===== Texto de leitura

A concretização prática do caminho para a neutralidade carbónica e destes vetores deverá ser iniciada desde já no quadro do PNEC, de forma a realizar até 2030 as reduções ambiciosas de GEE necessárias para o alinhamento da economia nacional com uma trajetória de neutralidade carbónica.

Os vetores de descarbonização deverão ser integrados no desenvolvimento e revisão das políticas setoriais relevantes, em articulação com os instrumentos existentes, como o SPeM, e o SNIERPA, criando uma cultura de avaliação do impacte nas emissões nacionais das propostas legislativas e de todos os instrumentos setoriais relevantes.

A viabilização de uma transição coesa e com a participação ativa das entidades dos diferentes níveis de organização territorial, dos agentes regionais e mais próximos do cidadão, poderá ser melhor assegurada através de um aprofundamento do RNC2050 a nível setorial, regional e/ou intermunicipal.

==========
===== Dados

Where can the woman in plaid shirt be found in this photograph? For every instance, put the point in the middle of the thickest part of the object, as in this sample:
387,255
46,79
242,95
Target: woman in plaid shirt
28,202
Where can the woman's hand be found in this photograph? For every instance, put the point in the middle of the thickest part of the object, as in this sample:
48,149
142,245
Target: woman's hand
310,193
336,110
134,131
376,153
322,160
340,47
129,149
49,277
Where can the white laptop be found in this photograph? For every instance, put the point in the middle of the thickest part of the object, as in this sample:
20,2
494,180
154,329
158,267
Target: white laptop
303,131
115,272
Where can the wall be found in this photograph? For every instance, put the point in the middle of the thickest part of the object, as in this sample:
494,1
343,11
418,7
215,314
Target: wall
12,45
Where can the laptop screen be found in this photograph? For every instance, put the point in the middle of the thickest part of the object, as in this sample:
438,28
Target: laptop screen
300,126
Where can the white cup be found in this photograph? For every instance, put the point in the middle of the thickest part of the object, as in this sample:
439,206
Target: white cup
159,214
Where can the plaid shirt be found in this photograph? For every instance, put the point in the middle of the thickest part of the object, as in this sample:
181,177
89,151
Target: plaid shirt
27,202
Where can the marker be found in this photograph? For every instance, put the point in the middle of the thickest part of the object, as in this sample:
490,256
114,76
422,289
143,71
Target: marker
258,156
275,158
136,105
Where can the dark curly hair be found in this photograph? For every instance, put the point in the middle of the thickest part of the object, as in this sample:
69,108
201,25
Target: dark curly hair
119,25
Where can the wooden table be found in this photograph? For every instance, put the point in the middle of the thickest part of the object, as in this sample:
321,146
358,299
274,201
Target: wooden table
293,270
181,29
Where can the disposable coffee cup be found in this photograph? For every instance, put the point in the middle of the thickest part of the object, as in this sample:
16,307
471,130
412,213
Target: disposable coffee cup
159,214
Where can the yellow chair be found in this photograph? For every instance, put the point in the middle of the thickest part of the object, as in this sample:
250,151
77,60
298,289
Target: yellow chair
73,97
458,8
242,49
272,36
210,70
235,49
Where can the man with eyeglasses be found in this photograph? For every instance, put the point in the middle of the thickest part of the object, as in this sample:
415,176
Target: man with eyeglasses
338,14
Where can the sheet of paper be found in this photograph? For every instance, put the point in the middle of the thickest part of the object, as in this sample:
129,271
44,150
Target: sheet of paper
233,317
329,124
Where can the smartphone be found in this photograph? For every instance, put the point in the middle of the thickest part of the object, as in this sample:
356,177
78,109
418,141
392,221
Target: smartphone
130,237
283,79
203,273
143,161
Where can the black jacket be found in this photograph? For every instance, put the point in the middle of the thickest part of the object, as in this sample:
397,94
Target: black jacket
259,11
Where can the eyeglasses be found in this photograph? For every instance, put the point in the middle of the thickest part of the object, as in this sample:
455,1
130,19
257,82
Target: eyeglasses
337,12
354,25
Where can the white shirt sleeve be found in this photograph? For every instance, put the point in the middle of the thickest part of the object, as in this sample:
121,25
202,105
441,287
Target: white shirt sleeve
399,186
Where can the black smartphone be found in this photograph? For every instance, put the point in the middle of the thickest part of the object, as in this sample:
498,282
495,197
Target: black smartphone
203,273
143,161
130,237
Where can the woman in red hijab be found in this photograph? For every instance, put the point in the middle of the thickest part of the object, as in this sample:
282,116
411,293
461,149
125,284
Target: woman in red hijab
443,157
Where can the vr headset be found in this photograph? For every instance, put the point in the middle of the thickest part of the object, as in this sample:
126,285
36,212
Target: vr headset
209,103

==========
===== Dados

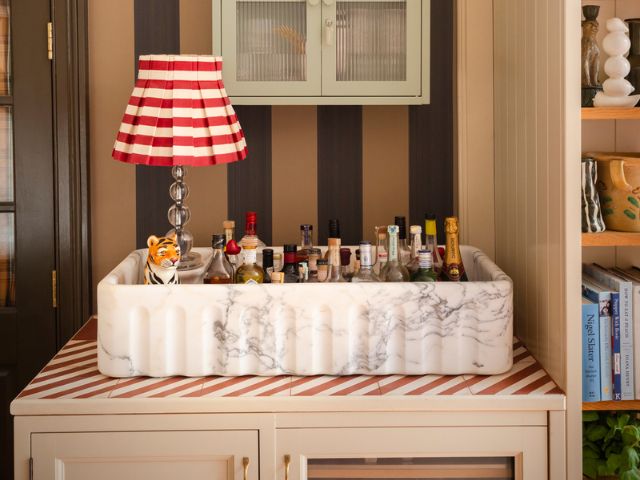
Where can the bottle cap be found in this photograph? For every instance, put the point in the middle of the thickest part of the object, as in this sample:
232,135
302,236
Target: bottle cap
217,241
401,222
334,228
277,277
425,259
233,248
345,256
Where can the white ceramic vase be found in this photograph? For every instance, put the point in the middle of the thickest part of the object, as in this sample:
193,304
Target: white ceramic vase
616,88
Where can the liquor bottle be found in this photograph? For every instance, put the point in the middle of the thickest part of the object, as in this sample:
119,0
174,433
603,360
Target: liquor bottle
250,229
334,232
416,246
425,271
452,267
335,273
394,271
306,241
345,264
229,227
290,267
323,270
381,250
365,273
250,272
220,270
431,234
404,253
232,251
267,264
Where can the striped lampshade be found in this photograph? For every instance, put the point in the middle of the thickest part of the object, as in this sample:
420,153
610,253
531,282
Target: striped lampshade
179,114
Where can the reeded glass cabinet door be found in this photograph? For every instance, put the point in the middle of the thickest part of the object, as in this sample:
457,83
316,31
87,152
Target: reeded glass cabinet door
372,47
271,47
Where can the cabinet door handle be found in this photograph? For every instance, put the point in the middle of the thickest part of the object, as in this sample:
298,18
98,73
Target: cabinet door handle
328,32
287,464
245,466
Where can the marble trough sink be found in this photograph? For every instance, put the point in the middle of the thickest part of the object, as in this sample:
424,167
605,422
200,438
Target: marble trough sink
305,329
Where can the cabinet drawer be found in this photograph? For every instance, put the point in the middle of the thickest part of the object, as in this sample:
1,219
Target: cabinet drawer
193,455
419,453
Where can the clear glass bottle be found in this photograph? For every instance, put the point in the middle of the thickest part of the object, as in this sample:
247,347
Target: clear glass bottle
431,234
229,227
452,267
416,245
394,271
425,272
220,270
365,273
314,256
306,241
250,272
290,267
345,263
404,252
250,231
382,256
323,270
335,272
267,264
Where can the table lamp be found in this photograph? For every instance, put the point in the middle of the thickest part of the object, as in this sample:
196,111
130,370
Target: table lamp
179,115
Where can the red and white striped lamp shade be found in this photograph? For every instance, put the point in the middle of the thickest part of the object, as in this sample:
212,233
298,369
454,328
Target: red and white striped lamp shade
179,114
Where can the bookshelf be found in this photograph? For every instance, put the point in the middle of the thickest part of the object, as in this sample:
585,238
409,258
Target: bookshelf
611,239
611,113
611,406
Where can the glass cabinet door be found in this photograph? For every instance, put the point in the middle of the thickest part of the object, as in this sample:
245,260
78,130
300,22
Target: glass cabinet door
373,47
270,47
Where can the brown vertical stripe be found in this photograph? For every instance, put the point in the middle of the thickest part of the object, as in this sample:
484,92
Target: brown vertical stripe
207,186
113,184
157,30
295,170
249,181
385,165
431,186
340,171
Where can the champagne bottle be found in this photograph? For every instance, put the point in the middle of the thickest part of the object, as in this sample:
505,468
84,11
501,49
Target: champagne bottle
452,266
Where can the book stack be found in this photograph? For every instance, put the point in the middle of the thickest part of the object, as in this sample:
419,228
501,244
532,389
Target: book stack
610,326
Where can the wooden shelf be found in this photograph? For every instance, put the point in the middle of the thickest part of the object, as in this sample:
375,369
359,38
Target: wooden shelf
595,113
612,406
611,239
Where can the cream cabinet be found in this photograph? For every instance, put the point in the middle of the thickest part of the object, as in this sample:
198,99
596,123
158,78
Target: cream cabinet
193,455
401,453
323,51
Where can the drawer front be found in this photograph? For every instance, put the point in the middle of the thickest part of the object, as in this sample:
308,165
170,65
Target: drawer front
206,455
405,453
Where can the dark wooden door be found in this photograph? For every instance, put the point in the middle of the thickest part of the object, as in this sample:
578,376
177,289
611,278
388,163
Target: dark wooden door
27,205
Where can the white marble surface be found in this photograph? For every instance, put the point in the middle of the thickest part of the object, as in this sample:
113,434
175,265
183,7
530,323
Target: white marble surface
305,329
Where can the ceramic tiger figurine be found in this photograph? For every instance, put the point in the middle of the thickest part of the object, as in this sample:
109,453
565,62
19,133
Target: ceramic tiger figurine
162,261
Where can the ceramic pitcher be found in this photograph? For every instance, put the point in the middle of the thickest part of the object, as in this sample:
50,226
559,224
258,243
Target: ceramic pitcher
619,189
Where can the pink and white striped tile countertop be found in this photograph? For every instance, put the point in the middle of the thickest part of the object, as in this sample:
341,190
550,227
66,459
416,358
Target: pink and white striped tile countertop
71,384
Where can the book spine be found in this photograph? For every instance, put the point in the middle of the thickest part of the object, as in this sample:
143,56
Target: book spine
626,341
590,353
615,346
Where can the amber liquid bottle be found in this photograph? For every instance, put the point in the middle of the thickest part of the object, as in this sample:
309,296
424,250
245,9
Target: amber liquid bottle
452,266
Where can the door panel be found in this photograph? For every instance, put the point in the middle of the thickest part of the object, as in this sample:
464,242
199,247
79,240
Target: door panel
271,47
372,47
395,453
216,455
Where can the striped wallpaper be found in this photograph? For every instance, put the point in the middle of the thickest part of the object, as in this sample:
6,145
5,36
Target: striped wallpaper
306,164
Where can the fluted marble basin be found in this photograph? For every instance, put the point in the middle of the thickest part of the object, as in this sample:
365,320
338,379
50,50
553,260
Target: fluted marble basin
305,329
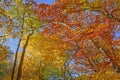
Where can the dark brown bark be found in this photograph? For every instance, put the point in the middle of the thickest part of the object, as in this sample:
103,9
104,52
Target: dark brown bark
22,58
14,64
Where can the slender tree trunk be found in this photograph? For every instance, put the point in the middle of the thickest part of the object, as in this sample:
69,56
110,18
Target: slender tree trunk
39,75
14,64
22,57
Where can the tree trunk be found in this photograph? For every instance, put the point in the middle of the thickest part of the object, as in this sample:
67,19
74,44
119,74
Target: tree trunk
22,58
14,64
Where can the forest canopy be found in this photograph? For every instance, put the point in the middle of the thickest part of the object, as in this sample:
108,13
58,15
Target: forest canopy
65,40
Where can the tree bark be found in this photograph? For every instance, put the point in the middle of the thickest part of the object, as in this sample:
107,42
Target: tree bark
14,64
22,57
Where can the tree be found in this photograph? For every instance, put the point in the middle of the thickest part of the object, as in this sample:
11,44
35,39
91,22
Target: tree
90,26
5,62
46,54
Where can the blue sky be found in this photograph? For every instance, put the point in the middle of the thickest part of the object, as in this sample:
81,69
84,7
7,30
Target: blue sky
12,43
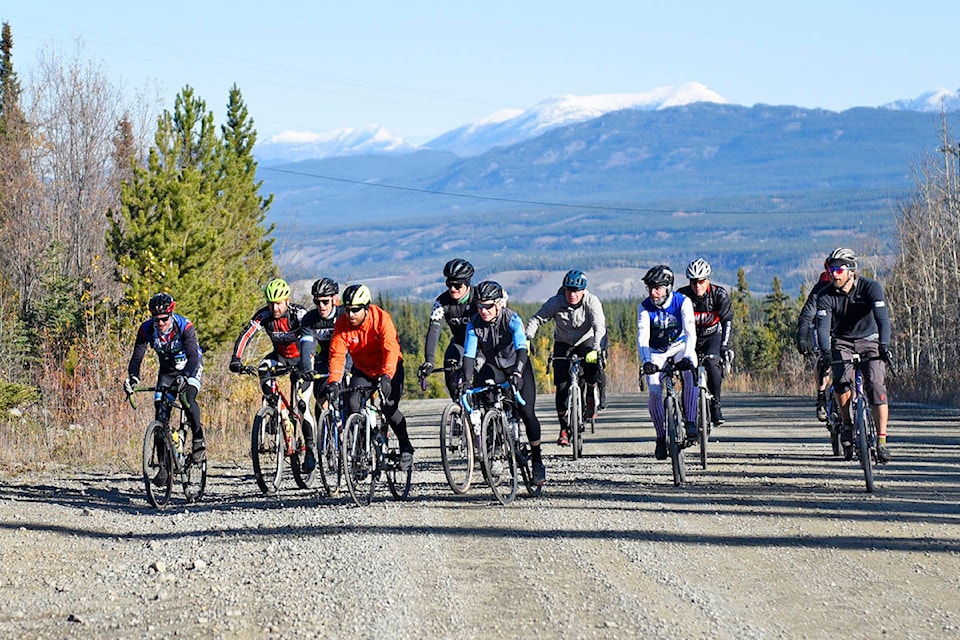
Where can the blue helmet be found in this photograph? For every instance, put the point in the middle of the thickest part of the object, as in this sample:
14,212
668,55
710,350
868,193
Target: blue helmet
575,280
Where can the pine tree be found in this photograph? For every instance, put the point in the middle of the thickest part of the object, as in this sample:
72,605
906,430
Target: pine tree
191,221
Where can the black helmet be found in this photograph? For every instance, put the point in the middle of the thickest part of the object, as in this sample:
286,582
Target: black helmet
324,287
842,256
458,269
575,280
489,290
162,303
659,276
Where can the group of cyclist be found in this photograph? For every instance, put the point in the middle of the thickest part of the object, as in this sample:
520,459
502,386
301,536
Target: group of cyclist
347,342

==========

◆ **Objetivo 1**
Segundo o texto sobre a neutralidade carbónica, até que ano devem ser realizadas as reduções ambiciosas de GEE?
◆ **Objetivo 2**
Indique se cada afirmação está de acordo com o texto sobre a neutralidade carbónica, respondendo sim ou não e citando as palavras decisivas: (a) A concretização do caminho para a neutralidade carbónica só deve começar depois de 2030. (b) Os vetores de descarbonização devem ser integrados nas políticas setoriais em articulação com instrumentos como o SPeM e o SNIERPA. (c) Propõe-se aprofundar o RNC2050 a nível setorial, regional e/ou intermunicipal.
◆ **Objetivo 3**
Prossiga, por favor, o texto sobre a neutralidade carbónica a partir da última frase apresentada.
As linhas não têm qualquer relação com o texto sobre a neutralidade carbónica.

◆ **Resposta escrita 1**
Até 2030.

◆ **Resposta escrita 2**
(a) Não: "deverá ser iniciada desde já no quadro do PNEC".
(b) Sim: "em articulação com os instrumentos existentes, como o SPeM, e o SNIERPA".
(c) Sim: "através de um aprofundamento do RNC2050 a nível setorial, regional e/ou intermunicipal".

◆ **Resposta escrita 3**
Tendo em conta o normal desenvolvimento da sociedade e a evolução das tecnologias ao dispor do país num horizonte temporal alargado, importa garantir uma atualização periódica do RNC2050 com vista a incorporar, entre outros, o acompanhamento da evolução das alterações climáticas, e das políticas internacionais e europeias relevantes.

A articulação e coordenação dos diferentes atores beneficiaria de uma lei para as alterações climáticas, que se constitua como instrumento fundamental para o combate às alterações climáticas, nas vertentes de mitigação e adaptação, consagrando a sua integração de forma transversal a toda a sociedade e estabelecendo a estrutura de governança para este objetivo.

Assegurar o cumprimento do Acordo de Paris, implica continuar a apoiar a mobilização dos esforços com vista a um aumento da ambição e da ação climática a nível global, reforçando a cooperação internacional em matéria de ação climática, nomeadamente com os países de Língua Oficial Portuguesa; continuar a defender uma posição de liderança da Europa no combate às alterações climáticas; e continuar a participar em iniciativas que visam promover e disseminar boas práticas em matéria de ação climática.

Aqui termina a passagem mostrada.